Conjunto de tarefas »
a - No relato sobre a televisão, o que foi servido antes de o aparelho ser ligado?
b - Diga se cada afirmação concorda com o relato sobre a televisão, respondendo sim ou não e citando as palavras do relato que decidem: (i) a imagem apareceu nítida desde o início; (ii) o Canal 100 mostrava jogadas de Garrincha e Pelé; (iii) as músicas transmitidas eram rápidas e alegres.
c - Por favor, prossiga com o relato sobre a televisão a partir do ponto em que ele termina.

Texto exibido »
______

Para mim, o que atrapalhava a recepção era que eu imaginava que íamos chegar e a TV já estar ligada, quem sabe, ‘passando’ algum um jogo de futebol. No cinema, no Canal 100, a gente já conhecia as maravilhas do cinejornal, mostrando em detalhes as jogadas e os dribles dos maiores craques, Garrincha e Pelé.
Finalmente, todos na sala, como convinha e eu tanto esperava. Servido o café com pão de queijo e biscoitinhos, a televisão foi ligada. O prefeito girou o botão, como se fosse cortar a fita de alguma obra a ser inaugurada. De início, um ‘toin..nn..nnn’ e... Apareceu a imagem. Mas, que decepção! As cenas pareciam que tinham sido filmadas sob uma nevasca e o som era irritante, só com muito esforço se entendiam as falas e as músicas eram muito lentas, muito tristes, um repertório de canções do tipo valsas... Eu parei de contar quantas vezes o prefeito se desculpava em relação ao chiado do aparelho:
– Que pena, ontem estava tão bem!

______

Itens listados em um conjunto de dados

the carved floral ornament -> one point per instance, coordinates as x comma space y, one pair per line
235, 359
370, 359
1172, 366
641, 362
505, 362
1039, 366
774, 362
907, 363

______

Respostas das tarefas »
a - Café com pão de queijo e biscoitinhos.

b -
(i) Não: "As cenas pareciam que tinham sido filmadas sob uma nevasca".
(ii) Sim: "mostrando em detalhes as jogadas e os dribles dos maiores craques, Garrincha e Pelé".
(iii) Não: "as músicas eram muito lentas, muito tristes".

c -
A TV não estava bem. E, os cantores, todos de terno, muito quietos; as cantoras, também, numas toadas muito paradas. Em nada lembravam as ‘loucuras’ do twist, a nova onda que ‘varria o mundo’, segundo as matérias de O Cruzeiro. O volume tinha de ser baixinho, porque se o aumentasse, o ruído também crescia e atrapalhava a conversa.
Para nosso consolo, o prefeito não pediu votos; a madame não era pernóstica, nem arrogante. Meu pai não pediu “colocação” para os filhos e minha mãe, toda alegre e falante, parecia outra pessoa, falava orgulhosa do que sabia fazer: bordado, croché, tricô, costura para homem e mulher, só não falou de culinária, pois nisto ela não era mesmo muito prendada, lá em casa a gente sabia. Permaneci um tanto deslocado e sem assunto. Se o prefeito tinha filhos, não apareceram. Até que a senhora da casa, muito educada, sugeriu que eu ficasse mais perto da televisão para usufruir melhor da programação. Fiquei, mas, confesso, um tanto decepcionado. Todavia, não o demonstrei. E perguntas a este respeito não faltaram:
– Tá gostando? – a todo momento queriam saber. Ao que eu confirmava, com muita ênfase: “Sim, estou apreciando bastante!”.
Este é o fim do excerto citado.